* BEGIN DATA SECTION *

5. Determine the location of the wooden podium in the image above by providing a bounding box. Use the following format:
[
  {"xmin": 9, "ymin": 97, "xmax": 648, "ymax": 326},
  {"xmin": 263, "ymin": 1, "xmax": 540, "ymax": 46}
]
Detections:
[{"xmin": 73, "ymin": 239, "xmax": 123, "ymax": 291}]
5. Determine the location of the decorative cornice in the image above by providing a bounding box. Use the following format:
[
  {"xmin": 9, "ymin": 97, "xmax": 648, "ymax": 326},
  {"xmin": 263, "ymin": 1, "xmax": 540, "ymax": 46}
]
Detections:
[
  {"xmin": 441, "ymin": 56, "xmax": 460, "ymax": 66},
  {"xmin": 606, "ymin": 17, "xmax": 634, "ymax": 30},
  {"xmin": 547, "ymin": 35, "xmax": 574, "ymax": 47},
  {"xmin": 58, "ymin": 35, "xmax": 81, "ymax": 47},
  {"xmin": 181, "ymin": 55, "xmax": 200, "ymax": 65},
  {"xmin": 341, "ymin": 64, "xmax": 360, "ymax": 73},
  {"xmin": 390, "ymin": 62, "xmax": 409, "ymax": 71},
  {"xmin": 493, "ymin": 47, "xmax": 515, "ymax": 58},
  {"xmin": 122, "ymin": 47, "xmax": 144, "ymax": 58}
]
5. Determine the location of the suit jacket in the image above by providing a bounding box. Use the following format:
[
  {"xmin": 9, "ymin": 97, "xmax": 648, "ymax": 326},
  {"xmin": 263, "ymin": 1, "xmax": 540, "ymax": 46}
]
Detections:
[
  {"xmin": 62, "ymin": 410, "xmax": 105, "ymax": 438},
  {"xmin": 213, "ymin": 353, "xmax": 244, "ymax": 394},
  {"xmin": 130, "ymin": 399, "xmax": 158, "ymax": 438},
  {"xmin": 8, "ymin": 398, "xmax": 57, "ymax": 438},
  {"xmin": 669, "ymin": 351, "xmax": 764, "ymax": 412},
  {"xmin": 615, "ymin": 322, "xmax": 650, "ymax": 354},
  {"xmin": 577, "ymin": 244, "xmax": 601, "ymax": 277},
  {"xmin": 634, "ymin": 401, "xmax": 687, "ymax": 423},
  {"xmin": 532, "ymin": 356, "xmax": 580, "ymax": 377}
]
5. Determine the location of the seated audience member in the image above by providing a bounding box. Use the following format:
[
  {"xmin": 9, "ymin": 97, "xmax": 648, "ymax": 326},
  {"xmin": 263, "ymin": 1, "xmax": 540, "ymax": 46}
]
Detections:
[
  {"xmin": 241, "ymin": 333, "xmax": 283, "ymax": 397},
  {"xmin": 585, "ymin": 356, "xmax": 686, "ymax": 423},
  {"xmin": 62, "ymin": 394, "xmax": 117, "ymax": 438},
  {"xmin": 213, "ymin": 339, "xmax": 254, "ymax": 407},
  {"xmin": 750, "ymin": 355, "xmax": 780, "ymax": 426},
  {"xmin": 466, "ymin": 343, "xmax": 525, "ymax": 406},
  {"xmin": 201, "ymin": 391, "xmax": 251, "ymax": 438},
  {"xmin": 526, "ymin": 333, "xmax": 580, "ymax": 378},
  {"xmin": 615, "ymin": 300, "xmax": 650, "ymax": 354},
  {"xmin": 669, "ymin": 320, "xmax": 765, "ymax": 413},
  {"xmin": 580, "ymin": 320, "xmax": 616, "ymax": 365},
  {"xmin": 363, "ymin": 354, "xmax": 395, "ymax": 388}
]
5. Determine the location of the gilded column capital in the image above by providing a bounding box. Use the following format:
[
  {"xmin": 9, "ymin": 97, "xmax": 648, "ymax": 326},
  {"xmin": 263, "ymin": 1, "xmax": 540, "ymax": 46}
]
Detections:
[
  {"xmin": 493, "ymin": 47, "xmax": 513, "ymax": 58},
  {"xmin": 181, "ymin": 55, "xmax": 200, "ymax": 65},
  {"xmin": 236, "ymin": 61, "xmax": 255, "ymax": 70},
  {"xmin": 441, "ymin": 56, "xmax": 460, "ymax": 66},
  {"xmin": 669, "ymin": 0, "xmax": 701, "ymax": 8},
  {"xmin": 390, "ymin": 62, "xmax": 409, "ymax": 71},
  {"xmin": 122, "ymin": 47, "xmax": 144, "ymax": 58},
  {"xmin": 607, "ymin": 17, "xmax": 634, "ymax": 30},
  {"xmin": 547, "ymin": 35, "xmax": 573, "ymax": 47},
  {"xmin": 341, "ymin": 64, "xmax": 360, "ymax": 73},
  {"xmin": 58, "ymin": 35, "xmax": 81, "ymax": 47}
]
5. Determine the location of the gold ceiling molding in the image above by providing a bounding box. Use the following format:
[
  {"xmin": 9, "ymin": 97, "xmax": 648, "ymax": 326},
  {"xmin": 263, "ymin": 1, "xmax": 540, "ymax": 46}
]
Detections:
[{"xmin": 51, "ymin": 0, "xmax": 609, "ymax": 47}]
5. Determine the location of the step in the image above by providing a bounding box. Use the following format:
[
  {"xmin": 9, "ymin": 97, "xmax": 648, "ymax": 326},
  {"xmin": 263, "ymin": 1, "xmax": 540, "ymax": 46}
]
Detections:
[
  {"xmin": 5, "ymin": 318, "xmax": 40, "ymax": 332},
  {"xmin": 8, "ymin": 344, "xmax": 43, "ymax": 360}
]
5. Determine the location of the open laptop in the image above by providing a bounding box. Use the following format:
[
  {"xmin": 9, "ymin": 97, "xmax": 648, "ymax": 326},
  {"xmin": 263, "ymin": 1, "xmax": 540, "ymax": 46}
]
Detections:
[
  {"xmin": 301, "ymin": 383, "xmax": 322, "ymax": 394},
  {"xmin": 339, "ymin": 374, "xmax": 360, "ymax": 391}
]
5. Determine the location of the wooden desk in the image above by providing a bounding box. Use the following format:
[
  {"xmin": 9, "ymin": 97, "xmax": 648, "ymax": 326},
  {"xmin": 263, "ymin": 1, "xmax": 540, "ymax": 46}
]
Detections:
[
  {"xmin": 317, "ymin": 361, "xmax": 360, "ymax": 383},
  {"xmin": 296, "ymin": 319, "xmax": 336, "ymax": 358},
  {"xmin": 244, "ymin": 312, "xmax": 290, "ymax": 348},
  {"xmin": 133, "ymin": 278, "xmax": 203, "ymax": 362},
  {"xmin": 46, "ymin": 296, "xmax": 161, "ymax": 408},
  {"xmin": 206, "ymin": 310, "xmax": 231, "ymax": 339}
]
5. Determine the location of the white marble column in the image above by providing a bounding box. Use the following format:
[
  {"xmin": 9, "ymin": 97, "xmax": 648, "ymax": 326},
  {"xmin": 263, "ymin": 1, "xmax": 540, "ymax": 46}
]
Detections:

* END DATA SECTION *

--- WRITTEN REQUEST ---
Repeat, with no changes, each line from the one with "5. Determine the location of the wooden desk" to the end of the listing, including both ends and nothing else.

--- WRITTEN SOLUTION ---
5. Determine the location of the wooden desk in the image above by providing a bounding box. Use the following format:
[
  {"xmin": 9, "ymin": 97, "xmax": 648, "ymax": 326},
  {"xmin": 263, "ymin": 1, "xmax": 540, "ymax": 46}
]
Detections:
[
  {"xmin": 317, "ymin": 361, "xmax": 360, "ymax": 383},
  {"xmin": 296, "ymin": 319, "xmax": 336, "ymax": 358},
  {"xmin": 244, "ymin": 312, "xmax": 290, "ymax": 348},
  {"xmin": 133, "ymin": 278, "xmax": 203, "ymax": 362},
  {"xmin": 46, "ymin": 296, "xmax": 161, "ymax": 408},
  {"xmin": 206, "ymin": 310, "xmax": 231, "ymax": 339}
]
5. Determine the location of the white marble column in the image above by providing a bounding box. Use the following format:
[
  {"xmin": 9, "ymin": 97, "xmax": 648, "ymax": 326},
  {"xmin": 263, "ymin": 1, "xmax": 540, "ymax": 46}
]
Detections:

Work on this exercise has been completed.